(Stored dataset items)
============
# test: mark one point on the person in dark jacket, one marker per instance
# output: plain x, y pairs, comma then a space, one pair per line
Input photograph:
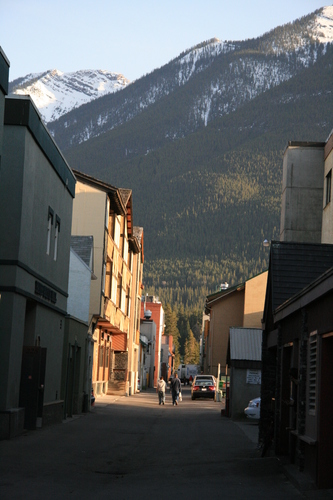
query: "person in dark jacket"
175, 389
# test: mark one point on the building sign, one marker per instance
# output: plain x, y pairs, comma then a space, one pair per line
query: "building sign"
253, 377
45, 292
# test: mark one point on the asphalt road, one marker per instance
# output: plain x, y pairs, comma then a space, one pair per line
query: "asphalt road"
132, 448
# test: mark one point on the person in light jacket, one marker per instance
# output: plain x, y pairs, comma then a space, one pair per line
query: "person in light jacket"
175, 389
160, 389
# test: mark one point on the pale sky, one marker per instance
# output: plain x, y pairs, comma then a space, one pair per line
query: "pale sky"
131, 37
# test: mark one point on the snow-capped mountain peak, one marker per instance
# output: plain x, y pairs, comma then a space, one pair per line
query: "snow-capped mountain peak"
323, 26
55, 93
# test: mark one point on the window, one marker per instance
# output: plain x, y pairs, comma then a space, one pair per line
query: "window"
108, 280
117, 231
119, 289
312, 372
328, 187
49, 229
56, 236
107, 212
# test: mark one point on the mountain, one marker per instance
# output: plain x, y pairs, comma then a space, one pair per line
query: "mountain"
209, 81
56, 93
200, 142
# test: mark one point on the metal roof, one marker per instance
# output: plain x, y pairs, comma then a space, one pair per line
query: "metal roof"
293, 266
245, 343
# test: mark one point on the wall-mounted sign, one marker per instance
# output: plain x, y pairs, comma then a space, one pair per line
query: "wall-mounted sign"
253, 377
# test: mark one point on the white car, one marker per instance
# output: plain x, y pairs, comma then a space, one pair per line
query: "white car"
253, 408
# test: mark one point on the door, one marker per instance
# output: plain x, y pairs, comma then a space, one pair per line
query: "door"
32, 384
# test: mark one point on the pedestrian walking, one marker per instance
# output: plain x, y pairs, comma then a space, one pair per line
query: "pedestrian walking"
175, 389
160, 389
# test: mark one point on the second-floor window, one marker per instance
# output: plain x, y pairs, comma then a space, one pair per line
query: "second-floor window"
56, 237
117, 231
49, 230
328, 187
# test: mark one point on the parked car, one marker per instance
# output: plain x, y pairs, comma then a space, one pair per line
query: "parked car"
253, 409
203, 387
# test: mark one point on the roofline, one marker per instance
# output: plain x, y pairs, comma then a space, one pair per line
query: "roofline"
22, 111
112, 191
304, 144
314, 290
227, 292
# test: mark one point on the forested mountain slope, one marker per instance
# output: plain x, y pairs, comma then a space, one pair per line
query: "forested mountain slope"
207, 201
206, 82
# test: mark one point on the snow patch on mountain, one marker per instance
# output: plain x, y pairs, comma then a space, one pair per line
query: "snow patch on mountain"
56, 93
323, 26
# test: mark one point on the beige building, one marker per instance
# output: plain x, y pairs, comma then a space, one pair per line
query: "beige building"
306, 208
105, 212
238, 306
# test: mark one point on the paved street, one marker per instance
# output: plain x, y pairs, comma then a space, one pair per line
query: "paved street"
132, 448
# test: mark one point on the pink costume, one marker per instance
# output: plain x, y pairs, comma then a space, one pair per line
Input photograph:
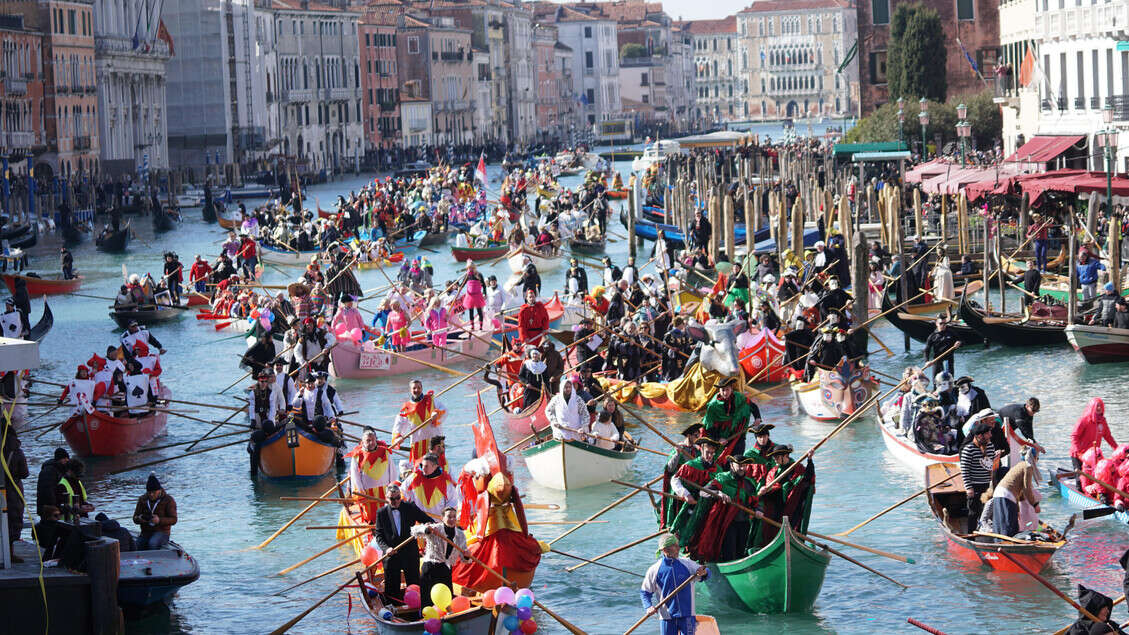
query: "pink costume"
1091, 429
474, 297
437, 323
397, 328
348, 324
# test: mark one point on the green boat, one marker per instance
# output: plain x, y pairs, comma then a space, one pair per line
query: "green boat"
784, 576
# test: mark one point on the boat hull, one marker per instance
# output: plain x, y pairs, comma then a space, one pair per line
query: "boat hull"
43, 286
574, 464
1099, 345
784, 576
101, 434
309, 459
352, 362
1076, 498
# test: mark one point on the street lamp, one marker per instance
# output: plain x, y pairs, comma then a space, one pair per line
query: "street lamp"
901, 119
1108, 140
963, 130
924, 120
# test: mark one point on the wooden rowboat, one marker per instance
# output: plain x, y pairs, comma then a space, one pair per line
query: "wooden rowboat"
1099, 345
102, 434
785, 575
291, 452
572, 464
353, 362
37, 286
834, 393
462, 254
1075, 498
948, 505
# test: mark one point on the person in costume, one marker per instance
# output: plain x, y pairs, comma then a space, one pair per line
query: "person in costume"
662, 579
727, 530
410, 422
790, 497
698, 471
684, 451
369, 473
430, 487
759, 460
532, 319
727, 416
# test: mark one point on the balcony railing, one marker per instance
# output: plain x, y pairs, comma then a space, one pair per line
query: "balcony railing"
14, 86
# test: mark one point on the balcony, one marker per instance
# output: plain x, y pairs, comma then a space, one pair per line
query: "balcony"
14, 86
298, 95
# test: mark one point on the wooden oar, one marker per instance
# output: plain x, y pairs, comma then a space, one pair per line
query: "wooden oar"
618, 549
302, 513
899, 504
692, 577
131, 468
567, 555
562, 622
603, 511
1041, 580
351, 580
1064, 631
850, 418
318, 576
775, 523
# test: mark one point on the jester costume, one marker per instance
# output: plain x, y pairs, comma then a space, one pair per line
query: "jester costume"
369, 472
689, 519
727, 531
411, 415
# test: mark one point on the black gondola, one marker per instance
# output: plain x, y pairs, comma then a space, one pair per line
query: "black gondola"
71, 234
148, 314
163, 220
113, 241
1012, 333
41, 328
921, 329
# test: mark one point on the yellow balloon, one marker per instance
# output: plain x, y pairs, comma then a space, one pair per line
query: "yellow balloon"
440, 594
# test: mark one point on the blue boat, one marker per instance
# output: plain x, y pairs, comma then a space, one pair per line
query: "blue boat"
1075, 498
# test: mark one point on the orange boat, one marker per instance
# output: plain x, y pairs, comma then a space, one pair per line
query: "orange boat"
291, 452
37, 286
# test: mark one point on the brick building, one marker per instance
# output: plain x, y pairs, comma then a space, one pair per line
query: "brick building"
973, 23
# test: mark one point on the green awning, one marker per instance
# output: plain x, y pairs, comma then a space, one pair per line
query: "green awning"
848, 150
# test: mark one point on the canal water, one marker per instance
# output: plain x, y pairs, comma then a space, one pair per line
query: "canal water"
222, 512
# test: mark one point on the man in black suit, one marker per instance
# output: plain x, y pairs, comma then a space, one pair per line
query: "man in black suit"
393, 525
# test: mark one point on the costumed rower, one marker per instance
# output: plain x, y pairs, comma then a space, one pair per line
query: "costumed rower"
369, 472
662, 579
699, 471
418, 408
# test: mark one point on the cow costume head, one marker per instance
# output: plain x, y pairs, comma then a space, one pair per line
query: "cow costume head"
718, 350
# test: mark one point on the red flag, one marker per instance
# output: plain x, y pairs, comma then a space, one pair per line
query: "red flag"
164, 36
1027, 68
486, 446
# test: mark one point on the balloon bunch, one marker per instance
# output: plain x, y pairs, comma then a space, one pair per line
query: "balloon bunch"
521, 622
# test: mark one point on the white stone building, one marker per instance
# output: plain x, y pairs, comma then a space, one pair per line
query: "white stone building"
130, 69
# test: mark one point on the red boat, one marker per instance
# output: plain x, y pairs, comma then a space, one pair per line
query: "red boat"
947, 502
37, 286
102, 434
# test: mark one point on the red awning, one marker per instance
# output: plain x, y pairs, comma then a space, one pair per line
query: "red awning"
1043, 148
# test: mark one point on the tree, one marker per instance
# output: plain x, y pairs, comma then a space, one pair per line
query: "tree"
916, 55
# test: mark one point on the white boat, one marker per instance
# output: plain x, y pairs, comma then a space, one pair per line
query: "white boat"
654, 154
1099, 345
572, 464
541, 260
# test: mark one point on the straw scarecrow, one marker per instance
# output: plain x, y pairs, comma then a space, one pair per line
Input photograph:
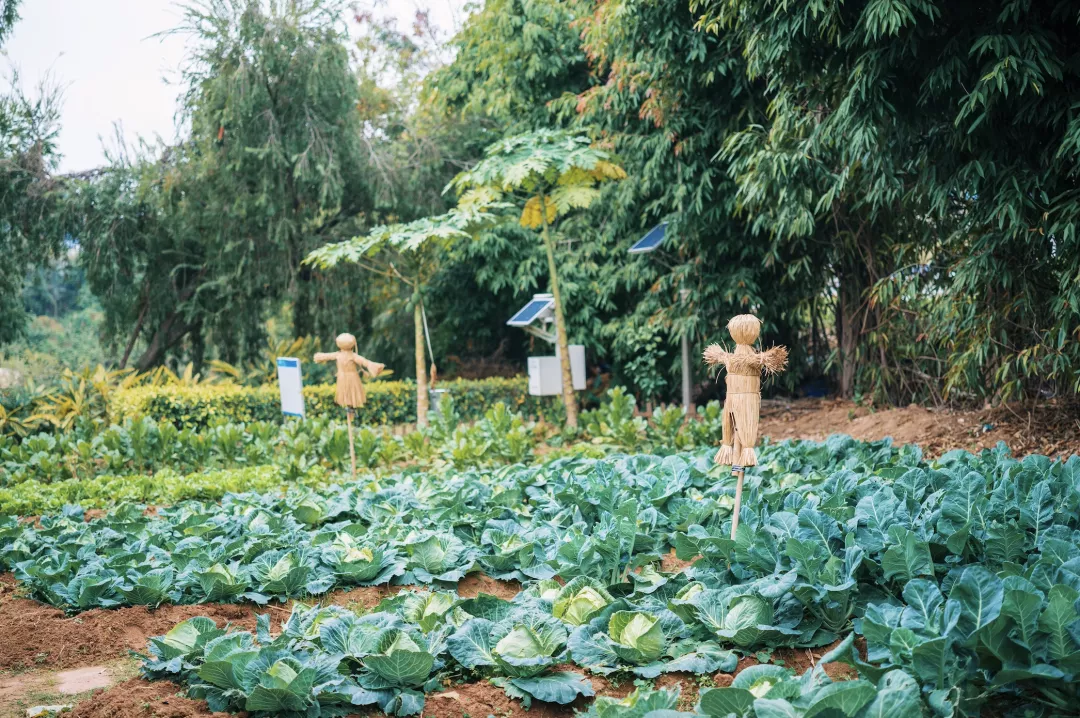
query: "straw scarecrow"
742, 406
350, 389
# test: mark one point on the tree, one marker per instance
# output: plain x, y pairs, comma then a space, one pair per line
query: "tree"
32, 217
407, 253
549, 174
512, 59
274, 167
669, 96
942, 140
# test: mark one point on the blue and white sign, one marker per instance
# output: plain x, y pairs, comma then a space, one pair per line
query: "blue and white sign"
============
- WHAT TO PRODUCE -
Repeat exactly the lines from the one holding "# test: mark one point on the red flag, one" through the last line of the entries, both included; the pictures do not belong in the copy.

- RIGHT ANSWER -
# test: mark one point on the red flag, one marker per instance
# output: plain x, y pairs, comma then a space, one pair per line
query: "red flag"
164, 36
1027, 68
486, 446
# test: mark one point on the balloon bunch, one marker per instance
# output: plain x, y pairs, comma then a space, one pair per line
query: "balloon bunch"
521, 622
# test: mark one point on the white stone building, one marker per instance
# output: plain x, y pairs, comma then a space, one pair per line
query: "white stone building"
130, 69
# test: mark one point on the red boat, one marker per instance
# output: plain x, y pairs, comma then a space, one pair per line
query: "red boat"
947, 502
37, 286
102, 434
# test: mark one point on the red awning, one marker per instance
# output: plain x, y pairs, comma then a space, one pair per line
query: "red awning"
1043, 148
# test: mark one point on the tree, one marker per instance
# output: plain x, y pairs, comma then a space, one pair per line
query: "tree"
916, 55
# test: mark one point on the white boat, one marker per instance
# output: plain x, y pairs, comma then a space, one pair per line
query: "white boat"
654, 154
1099, 345
572, 464
541, 260
# test: mark one point on the straw scarecrow, one marker per instance
# output: plain x, y pairs, comma then a space, one pair per line
Input photograph:
query: "straw scarecrow"
742, 406
350, 389
# test: mark one point on the tree, one marker per instance
# output: plain x, y pairs, comma then a space, one pair per line
query: "tree"
32, 217
407, 253
549, 174
512, 59
274, 167
669, 96
942, 140
# test: mark one point on the blue and white sign, one marker per instance
# output: plain x, y pairs, comma then a space, one pair per line
query: "blue and white sign"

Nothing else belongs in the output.